--- START OF INPUT DATA ---

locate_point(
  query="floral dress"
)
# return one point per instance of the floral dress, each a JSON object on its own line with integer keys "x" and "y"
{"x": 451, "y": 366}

--- END OF INPUT DATA ---

PROBLEM REQUIREMENTS
How many lines of the records above contain the string "dress", matching case exactly? Reply with the number alone.

FINISHED ANSWER
2